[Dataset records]
[Start]

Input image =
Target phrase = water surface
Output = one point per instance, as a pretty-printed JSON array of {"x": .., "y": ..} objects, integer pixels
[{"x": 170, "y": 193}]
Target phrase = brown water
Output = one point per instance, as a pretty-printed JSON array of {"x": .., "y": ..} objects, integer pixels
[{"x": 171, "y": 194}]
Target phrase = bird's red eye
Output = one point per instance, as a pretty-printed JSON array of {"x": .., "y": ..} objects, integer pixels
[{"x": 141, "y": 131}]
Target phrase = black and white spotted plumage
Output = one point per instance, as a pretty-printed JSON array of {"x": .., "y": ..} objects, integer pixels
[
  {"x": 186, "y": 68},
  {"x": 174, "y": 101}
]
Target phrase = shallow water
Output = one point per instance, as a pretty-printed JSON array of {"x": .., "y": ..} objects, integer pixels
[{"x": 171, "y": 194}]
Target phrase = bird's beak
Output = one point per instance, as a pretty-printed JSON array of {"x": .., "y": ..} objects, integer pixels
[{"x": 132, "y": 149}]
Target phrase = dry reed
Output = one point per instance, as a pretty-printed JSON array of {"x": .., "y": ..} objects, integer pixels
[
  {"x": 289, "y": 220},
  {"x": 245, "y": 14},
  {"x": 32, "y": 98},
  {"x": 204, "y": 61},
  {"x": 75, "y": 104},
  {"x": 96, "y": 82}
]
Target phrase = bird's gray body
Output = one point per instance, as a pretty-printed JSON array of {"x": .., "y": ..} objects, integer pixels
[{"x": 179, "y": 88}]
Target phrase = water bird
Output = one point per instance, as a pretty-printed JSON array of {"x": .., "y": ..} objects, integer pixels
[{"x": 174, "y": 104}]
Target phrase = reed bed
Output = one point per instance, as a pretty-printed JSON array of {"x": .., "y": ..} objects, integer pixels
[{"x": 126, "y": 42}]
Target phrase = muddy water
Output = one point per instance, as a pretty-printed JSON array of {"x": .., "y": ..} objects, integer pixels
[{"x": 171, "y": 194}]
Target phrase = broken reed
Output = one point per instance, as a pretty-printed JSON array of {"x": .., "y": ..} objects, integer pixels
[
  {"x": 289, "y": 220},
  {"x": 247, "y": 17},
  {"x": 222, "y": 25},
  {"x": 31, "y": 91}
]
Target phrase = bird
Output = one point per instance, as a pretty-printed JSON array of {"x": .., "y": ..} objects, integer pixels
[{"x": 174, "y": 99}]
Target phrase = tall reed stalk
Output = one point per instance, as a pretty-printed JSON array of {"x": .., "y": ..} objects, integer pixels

[End]

Exercise instructions: Set out the complete listing exactly as shown.

Exercise output:
Input image =
Target phrase = water surface
Output = one point per instance, as a pretty-printed JSON array of {"x": .., "y": ..} objects, integer pixels
[{"x": 170, "y": 193}]
Target phrase = brown water
Output = one point per instance, as a pretty-printed JSON array of {"x": .., "y": ..} objects, integer pixels
[{"x": 171, "y": 194}]
Target phrase = bird's red eye
Output = one point per instance, as a pretty-printed JSON array of {"x": .., "y": ..} objects, integer pixels
[{"x": 141, "y": 131}]
Target phrase = black and white spotted plumage
Output = one point per instance, as a pretty-printed JSON array of {"x": .., "y": ..} objects, integer pixels
[
  {"x": 186, "y": 68},
  {"x": 174, "y": 101}
]
Target phrase = shallow water
Output = one point per instance, as a pretty-printed JSON array of {"x": .., "y": ..} objects, integer pixels
[{"x": 171, "y": 194}]
Target phrase = bird's beak
Output = one point per instance, as a pretty-printed JSON array of {"x": .., "y": ..} objects, integer pixels
[{"x": 132, "y": 149}]
Target phrase = dry reed
Output = one point per instance, as a pretty-printed JSON array of {"x": .., "y": ..} objects, integer pixels
[
  {"x": 289, "y": 220},
  {"x": 245, "y": 14},
  {"x": 32, "y": 98},
  {"x": 204, "y": 61},
  {"x": 75, "y": 104},
  {"x": 96, "y": 82}
]
Target phrase = bird's gray body
Output = one point per instance, as a pretty-printed JSON array of {"x": .., "y": ..} objects, integer pixels
[{"x": 179, "y": 88}]
Target phrase = water bird
Output = one point per instance, as a pretty-printed JSON array of {"x": .., "y": ..} objects, integer pixels
[{"x": 174, "y": 104}]
Target phrase = reed bed
Output = one point per instance, as a pretty-printed JSON array of {"x": .., "y": ..} objects, integer pixels
[{"x": 126, "y": 42}]
Target phrase = muddy water
Output = one point per instance, as a pretty-printed JSON array of {"x": .., "y": ..} objects, integer pixels
[{"x": 171, "y": 194}]
Target phrase = broken reed
Output = one point per instance, as a pretty-printed JSON array of {"x": .., "y": ..} objects, integer pixels
[
  {"x": 289, "y": 220},
  {"x": 247, "y": 17},
  {"x": 222, "y": 25},
  {"x": 31, "y": 91}
]
Target phrase = bird
Output = one point per instance, as a pretty-printed JSON array of {"x": .., "y": ..} objects, integer pixels
[{"x": 174, "y": 99}]
Target phrase = tall reed stalk
Output = one point per instance, as a pretty-printed JSON array of {"x": .., "y": ..} objects, integer pixels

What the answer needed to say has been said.